Les Sept Remparts de la citadelle de Mohamed Maarfia
En deux tomes, Mohamed Maarfia, ancien maquisard, nous replonge dans la naissance puis le développement de la guerre de libération dans cette région de Skikda, les montagnes du Madr essentiellement, qui ne se nommait pas encore Wilaya II. L’insurrection paysanne du 20 août 1955, qui deviendra repère et référence puis Journée du moudjahid, est dans le roman comme dans la vie réelle un moment de bascule, un moment de l’irréversible et de l’irrémédiable. Beaucoup d’historiens et beaucoup d’acteurs directs comme Ali Kafi ont parlé de cette insurrection.

□ □ □ □ □

**Consigne:**
Recopiez intégralement, s'il vous plaît, l'extrait ci-dessus sur Les Sept Remparts de la citadelle, sans rien y changer.

Données d'annotation par points

□ □ □ □ □

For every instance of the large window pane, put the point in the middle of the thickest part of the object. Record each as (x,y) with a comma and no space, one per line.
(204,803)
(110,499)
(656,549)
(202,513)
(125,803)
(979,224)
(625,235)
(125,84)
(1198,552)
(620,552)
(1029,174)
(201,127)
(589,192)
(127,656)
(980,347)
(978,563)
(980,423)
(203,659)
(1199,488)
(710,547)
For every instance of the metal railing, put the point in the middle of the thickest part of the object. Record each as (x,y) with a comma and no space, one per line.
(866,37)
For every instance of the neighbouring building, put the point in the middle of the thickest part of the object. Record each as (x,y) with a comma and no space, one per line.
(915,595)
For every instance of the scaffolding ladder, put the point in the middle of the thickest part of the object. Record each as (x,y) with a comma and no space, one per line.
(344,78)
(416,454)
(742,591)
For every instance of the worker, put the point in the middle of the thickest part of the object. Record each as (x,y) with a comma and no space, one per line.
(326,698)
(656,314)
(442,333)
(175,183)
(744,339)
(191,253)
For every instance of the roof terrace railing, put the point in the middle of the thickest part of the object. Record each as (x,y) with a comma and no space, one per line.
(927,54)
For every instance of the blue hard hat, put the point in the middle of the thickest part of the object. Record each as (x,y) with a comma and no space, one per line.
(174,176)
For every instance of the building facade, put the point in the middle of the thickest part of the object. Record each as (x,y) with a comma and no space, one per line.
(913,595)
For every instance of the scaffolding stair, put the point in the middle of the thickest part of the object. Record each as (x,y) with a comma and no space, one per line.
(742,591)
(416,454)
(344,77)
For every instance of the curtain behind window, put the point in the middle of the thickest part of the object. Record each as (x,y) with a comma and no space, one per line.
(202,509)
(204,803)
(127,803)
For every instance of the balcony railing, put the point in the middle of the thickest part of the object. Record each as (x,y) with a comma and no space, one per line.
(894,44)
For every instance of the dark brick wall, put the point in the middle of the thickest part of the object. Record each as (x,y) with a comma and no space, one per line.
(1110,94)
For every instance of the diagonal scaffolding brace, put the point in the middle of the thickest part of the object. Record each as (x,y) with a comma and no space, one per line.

□ □ □ □ □

**Résultat final:**
Les Sept Remparts de la citadelle de Mohamed Maarfia
En deux tomes, Mohamed Maarfia, ancien maquisard, nous replonge dans la naissance puis le développement de la guerre de libération dans cette région de Skikda, les montagnes du Madr essentiellement, qui ne se nommait pas encore Wilaya II. L’insurrection paysanne du 20 août 1955, qui deviendra repère et référence puis Journée du moudjahid, est dans le roman comme dans la vie réelle un moment de bascule, un moment de l’irréversible et de l’irrémédiable. Beaucoup d’historiens et beaucoup d’acteurs directs comme Ali Kafi ont parlé de cette insurrection.